- _SET TASK_: Take the line that contains "the stone step." and each line after it in the material below, and transcribe them exactly, stopping at the end.
**** RECORDS PROVIDED
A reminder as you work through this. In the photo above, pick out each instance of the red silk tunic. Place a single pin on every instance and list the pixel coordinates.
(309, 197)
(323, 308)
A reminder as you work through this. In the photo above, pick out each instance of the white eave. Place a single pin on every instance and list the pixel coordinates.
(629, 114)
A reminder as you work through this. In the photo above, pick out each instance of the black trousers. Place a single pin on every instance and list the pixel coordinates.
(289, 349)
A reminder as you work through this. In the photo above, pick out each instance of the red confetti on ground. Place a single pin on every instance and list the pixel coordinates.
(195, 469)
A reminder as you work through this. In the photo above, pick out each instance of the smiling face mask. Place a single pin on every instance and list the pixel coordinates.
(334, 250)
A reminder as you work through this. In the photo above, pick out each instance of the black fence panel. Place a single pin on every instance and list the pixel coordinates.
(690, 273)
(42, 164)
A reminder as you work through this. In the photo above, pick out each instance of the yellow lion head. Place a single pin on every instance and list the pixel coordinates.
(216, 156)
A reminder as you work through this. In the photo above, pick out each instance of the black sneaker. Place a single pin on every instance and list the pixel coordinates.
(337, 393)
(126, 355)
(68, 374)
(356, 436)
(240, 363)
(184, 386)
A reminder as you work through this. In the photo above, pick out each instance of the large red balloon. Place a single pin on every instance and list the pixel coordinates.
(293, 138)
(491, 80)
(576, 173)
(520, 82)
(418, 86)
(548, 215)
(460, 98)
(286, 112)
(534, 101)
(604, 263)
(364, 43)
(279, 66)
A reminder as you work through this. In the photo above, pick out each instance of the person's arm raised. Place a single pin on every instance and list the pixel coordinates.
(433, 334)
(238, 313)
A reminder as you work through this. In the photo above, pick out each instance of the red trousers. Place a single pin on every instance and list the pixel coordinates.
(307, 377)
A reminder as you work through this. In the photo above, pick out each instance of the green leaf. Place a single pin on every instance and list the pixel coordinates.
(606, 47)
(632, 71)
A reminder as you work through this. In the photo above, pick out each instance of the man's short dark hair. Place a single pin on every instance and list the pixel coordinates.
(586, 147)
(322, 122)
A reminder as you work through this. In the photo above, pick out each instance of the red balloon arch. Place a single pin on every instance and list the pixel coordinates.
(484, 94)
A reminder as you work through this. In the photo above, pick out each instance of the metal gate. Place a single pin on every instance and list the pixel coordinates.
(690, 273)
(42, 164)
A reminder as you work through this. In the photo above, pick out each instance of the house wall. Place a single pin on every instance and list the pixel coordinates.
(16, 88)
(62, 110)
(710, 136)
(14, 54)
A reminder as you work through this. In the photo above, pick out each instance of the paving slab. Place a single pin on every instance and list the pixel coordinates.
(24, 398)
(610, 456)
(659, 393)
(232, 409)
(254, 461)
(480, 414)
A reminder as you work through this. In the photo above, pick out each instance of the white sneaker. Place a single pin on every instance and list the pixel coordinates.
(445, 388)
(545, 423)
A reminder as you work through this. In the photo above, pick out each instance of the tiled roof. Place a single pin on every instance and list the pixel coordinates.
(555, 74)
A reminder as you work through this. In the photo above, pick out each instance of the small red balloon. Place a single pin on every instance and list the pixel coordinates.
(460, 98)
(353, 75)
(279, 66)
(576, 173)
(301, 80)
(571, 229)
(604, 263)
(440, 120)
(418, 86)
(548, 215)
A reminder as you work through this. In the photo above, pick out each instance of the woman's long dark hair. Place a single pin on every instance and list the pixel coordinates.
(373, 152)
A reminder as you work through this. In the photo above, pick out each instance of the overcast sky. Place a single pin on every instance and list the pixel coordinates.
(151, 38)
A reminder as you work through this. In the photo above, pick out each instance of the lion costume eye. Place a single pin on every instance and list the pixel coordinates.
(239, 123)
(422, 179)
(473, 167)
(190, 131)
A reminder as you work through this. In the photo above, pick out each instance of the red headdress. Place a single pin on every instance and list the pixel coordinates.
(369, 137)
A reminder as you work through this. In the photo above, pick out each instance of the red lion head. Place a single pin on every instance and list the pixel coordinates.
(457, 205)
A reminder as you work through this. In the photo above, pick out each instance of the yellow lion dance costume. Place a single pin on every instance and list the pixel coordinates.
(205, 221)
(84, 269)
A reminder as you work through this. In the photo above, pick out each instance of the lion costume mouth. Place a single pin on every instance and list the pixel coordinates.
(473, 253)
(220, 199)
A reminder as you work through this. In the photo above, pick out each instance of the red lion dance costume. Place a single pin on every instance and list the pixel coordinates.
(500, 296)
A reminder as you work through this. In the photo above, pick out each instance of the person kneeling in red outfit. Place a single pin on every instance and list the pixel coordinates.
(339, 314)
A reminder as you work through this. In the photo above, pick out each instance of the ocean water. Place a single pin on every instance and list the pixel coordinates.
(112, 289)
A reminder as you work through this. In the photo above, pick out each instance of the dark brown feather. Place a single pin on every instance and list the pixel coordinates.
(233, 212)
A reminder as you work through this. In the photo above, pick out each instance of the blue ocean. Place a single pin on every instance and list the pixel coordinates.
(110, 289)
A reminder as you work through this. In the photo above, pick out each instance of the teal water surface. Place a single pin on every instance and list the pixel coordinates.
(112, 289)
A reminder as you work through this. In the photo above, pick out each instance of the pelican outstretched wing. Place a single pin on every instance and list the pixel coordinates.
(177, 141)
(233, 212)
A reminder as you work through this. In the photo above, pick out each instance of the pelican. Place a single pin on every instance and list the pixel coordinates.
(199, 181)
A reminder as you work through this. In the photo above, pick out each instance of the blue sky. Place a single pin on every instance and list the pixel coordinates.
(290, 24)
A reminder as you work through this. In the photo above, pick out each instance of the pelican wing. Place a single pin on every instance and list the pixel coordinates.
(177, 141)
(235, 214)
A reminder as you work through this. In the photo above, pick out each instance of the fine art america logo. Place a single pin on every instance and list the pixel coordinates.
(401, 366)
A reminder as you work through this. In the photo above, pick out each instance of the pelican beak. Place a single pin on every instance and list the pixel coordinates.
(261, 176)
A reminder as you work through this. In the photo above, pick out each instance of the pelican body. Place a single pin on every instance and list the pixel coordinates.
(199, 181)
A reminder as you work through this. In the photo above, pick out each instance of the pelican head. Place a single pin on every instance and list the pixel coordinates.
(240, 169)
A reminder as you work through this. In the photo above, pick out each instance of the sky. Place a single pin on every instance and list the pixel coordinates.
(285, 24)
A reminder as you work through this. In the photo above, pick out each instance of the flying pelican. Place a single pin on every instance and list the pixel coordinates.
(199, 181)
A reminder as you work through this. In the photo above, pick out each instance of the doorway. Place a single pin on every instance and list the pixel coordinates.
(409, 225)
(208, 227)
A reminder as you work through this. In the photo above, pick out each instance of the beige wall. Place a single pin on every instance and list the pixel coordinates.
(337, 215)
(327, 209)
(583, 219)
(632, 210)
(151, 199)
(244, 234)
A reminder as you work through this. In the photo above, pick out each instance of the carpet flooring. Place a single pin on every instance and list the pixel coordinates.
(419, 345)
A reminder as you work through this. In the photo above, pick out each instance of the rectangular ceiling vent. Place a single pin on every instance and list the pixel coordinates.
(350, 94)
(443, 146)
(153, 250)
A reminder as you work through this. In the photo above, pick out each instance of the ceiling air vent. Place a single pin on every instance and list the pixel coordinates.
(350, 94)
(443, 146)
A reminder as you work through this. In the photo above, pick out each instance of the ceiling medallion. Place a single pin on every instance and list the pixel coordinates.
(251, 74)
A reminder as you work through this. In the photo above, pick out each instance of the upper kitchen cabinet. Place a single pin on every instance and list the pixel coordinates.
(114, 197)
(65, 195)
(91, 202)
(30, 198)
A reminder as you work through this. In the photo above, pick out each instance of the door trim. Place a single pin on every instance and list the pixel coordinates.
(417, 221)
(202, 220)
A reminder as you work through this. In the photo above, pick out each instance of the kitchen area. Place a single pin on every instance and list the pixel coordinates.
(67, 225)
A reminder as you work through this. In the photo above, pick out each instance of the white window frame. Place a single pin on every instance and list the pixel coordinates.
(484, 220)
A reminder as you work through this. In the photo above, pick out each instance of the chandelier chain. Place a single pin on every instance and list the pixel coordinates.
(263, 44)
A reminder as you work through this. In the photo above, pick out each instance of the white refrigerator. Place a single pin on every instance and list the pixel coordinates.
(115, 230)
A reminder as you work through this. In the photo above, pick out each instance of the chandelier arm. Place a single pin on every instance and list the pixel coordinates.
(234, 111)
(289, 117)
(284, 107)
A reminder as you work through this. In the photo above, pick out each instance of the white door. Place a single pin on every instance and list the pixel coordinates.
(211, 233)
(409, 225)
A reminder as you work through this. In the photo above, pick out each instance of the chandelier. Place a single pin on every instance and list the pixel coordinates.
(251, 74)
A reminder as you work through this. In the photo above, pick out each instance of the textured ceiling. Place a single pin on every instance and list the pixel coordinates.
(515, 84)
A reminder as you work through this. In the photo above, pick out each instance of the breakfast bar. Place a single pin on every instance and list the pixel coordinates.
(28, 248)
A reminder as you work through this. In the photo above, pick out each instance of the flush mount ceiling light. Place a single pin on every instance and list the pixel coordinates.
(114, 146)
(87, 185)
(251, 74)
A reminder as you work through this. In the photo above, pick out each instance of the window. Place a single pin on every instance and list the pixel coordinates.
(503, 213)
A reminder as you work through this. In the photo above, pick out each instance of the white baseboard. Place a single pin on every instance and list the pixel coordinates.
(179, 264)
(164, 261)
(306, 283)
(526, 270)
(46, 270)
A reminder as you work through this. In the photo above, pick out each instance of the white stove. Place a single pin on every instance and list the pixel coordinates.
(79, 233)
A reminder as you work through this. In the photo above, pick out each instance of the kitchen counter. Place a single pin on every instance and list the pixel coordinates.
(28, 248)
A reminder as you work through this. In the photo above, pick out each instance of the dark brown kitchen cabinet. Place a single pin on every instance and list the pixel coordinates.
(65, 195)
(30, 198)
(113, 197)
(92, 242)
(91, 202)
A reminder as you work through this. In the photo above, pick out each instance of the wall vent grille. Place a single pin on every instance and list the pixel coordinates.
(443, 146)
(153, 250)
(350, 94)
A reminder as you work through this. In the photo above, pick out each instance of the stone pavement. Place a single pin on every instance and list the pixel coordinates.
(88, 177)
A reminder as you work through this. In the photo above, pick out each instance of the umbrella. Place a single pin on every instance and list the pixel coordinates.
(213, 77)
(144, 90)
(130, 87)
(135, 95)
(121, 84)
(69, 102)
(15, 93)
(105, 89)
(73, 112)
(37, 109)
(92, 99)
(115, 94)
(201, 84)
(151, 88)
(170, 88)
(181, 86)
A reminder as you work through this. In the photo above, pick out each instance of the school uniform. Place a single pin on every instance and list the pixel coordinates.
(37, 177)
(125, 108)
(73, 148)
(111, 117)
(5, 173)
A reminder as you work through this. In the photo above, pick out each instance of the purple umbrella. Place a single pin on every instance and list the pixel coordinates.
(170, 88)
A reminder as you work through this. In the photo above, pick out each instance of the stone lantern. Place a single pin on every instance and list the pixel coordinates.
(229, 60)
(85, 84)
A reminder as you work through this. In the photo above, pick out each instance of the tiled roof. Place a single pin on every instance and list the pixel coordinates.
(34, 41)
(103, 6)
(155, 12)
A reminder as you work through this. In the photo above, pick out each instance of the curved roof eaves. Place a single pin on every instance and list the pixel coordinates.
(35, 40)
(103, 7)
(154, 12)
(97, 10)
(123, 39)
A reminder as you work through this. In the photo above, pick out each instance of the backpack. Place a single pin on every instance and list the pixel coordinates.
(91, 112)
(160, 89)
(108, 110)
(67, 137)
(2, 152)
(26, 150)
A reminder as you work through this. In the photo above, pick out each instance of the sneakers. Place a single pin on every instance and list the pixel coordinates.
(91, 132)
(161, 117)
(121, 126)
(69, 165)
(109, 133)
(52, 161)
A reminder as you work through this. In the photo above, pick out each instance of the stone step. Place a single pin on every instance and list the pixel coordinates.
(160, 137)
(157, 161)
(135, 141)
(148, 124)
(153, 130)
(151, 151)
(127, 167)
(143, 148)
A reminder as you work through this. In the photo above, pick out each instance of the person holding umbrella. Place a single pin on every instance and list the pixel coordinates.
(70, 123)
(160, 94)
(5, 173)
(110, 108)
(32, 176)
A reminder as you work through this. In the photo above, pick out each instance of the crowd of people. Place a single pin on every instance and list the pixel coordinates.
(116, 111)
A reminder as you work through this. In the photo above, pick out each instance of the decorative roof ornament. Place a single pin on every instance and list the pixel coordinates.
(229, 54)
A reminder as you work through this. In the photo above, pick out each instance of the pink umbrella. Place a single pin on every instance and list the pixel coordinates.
********
- _THE SOLUTION_:
A reminder as you work through this. In the photo above, pick out each instance of the stone step. Place a single pin on every instance and list the pixel coordinates.
(160, 137)
(157, 161)
(135, 141)
(148, 124)
(153, 130)
(151, 151)
(127, 167)
(143, 148)
A reminder as you work through this. In the photo above, pick out each instance of the person holding umbrella. Place a single pin on every instance and list the pixel coordinates.
(70, 123)
(160, 94)
(5, 173)
(110, 108)
(32, 176)
A reminder as you work through this. In the photo above, pick out each instance of the crowd of people. Place a single pin on every instance and list the pixel coordinates.
(116, 111)
A reminder as you work through this. In the photo above, pick out each instance of the decorative roof ornament. Place a single pin on every instance and list the pixel coordinates.
(229, 54)
A reminder as you work through this. In the photo above, pick out each instance of the pink umbrella. Place a single pin on every instance and list the pixel coordinates.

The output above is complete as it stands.